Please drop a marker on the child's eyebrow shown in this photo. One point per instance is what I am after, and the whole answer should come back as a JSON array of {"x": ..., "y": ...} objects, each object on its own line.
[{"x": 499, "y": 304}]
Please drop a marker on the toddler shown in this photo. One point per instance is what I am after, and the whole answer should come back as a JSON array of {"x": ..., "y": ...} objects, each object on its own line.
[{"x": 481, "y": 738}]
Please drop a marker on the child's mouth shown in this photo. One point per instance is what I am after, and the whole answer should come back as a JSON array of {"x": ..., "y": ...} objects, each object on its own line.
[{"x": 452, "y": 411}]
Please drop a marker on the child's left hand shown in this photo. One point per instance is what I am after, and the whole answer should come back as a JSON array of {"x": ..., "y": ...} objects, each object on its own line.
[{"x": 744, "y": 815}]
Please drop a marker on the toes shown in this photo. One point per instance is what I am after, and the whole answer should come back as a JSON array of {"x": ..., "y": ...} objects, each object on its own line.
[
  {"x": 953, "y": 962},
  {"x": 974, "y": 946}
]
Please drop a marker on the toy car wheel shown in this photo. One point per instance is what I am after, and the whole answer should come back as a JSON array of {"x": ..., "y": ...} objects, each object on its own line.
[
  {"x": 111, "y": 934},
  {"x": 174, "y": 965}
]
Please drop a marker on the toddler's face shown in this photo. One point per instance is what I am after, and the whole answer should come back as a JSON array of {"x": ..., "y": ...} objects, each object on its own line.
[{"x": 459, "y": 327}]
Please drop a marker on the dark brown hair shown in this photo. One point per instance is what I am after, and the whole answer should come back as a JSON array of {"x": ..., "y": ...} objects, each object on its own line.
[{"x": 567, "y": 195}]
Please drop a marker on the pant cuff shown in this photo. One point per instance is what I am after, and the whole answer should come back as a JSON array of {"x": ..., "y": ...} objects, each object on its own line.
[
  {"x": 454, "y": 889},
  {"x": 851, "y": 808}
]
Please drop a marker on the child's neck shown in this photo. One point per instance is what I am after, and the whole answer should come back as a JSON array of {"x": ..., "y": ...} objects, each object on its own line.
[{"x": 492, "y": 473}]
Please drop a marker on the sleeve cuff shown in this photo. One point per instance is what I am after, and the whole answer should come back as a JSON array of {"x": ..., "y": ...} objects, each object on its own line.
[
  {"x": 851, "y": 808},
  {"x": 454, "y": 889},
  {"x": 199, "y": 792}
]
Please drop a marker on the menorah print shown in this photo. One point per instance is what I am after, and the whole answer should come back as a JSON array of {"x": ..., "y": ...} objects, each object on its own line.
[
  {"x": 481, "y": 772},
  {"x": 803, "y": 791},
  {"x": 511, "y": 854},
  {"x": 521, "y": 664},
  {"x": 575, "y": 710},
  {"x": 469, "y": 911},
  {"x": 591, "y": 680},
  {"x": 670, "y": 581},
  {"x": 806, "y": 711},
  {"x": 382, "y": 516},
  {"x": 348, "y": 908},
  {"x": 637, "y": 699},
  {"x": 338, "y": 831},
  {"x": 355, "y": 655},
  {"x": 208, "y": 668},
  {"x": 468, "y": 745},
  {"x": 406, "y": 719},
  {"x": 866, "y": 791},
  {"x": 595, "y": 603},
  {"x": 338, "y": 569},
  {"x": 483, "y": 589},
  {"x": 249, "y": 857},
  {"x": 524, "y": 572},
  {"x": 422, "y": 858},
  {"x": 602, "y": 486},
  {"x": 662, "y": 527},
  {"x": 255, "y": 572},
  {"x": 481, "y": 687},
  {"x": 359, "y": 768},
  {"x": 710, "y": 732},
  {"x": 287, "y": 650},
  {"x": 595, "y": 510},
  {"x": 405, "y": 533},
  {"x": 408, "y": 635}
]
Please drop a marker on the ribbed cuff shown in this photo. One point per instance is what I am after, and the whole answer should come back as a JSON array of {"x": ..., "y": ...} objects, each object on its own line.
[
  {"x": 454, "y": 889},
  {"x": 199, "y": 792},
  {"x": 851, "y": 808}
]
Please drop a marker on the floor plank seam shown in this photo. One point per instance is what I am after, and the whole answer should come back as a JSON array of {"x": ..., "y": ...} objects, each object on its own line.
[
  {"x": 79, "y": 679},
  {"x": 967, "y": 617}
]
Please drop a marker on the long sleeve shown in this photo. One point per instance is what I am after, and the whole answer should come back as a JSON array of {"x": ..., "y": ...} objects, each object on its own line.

→ **EXERCISE GOAL**
Make an exact copy of the records.

→ **TASK RESULT**
Please drop a marker on the child's eyebrow shown in this photo. One point per instance is what I am after, and the whole answer should come back as a JSON array of {"x": ..., "y": ...} objects, each object on its own line.
[{"x": 499, "y": 304}]
Please drop a marker on the toddler shown in this photo. One point per instance is what I am after, and the whole answer should come back as a JSON array of {"x": ..., "y": ...} objects, each object on its own line.
[{"x": 481, "y": 738}]
Please drop a marker on the child's mouth shown in this photo. One point per instance is what I am after, and the whole answer should come back as a JSON array of {"x": ..., "y": ...} objects, each object on its own line.
[{"x": 452, "y": 411}]
Please drop a marker on the child's left hand shown in this photo. One point per instance is what I am after, and the whole answer should come back as a JSON array of {"x": ..., "y": ...} objects, each object on its own line.
[{"x": 744, "y": 815}]
Please drop a marker on the toes shown in this photo. One point per instance is what I am after, and the whole answer should come back as a JSON array of {"x": ..., "y": ...} objects, each object on its own line.
[
  {"x": 953, "y": 962},
  {"x": 974, "y": 946}
]
Please drop a marker on the toy car wheel shown in this photo. One point per instance is what I am after, and the whole answer should come back as a JSON array of {"x": ..., "y": ...} objects, each object on its own line.
[
  {"x": 111, "y": 934},
  {"x": 174, "y": 965}
]
Please drop a marker on the toddler's face shown in this photo. One point per instance is what I am after, and the whole answer should come back as a JSON array of {"x": ..., "y": ...} objects, each object on its own line.
[{"x": 459, "y": 327}]
Please drop a marker on the dark brown hair shown in this photo. One point per instance is what I am after, and the whole answer should come back as a JSON array of {"x": ..., "y": ...} objects, each object on its own line.
[{"x": 567, "y": 195}]
Please drop a marker on the pant cuff shown in this photo. One point per instance is what I am after, and the whole answer should come back as a JSON array of {"x": ..., "y": ...} objects, each object on its own line.
[
  {"x": 454, "y": 889},
  {"x": 851, "y": 808}
]
Please drop a marker on the child's neck shown in this photo. One point per instance is what I am after, and the whole answer should come back as a JSON array of {"x": ..., "y": ...} objects, each object on its own line.
[{"x": 492, "y": 473}]
Please drop a marker on the sleeve cuff shown in this photo. One point per instance is what I am after, and the whole answer should come back as a JSON array of {"x": ..., "y": ...} objects, each object on its own line.
[
  {"x": 851, "y": 808},
  {"x": 454, "y": 889},
  {"x": 199, "y": 792}
]
Please drop a marker on the menorah print shown in this photo. One point per instance is what I am after, and the whole answer should come back as a JSON array of {"x": ..., "y": ...} objects, each object on its own line.
[
  {"x": 481, "y": 772},
  {"x": 803, "y": 791},
  {"x": 511, "y": 854},
  {"x": 521, "y": 664},
  {"x": 575, "y": 710},
  {"x": 469, "y": 911},
  {"x": 591, "y": 680},
  {"x": 670, "y": 581},
  {"x": 806, "y": 711},
  {"x": 382, "y": 516},
  {"x": 348, "y": 908},
  {"x": 637, "y": 699},
  {"x": 338, "y": 831},
  {"x": 355, "y": 655},
  {"x": 208, "y": 668},
  {"x": 468, "y": 745},
  {"x": 406, "y": 719},
  {"x": 866, "y": 791},
  {"x": 595, "y": 603},
  {"x": 338, "y": 569},
  {"x": 483, "y": 589},
  {"x": 249, "y": 857},
  {"x": 524, "y": 572},
  {"x": 422, "y": 858},
  {"x": 602, "y": 486},
  {"x": 662, "y": 527},
  {"x": 255, "y": 572},
  {"x": 481, "y": 687},
  {"x": 359, "y": 768},
  {"x": 710, "y": 732},
  {"x": 287, "y": 650},
  {"x": 595, "y": 510},
  {"x": 405, "y": 533},
  {"x": 408, "y": 635}
]
Please drop a marker on the ribbed cuff shown in this photo. One point per instance is what I am after, and the whole answer should come back as a JSON array of {"x": ..., "y": ...} objects, each object on its own line.
[
  {"x": 454, "y": 889},
  {"x": 199, "y": 792},
  {"x": 851, "y": 808}
]
Please drop a marker on the floor plank seam shown in this photo. One point per instance is what I am after, and the whole answer should come back as a JSON array of {"x": ..., "y": ...} objects, each object on its own line.
[
  {"x": 79, "y": 679},
  {"x": 967, "y": 617}
]
Please drop a marker on the long sleeve shown in this photo. One point per instance is what I am after, and the whole answer should come back as a JSON array of {"x": ..., "y": ...} objects, each object on its own line.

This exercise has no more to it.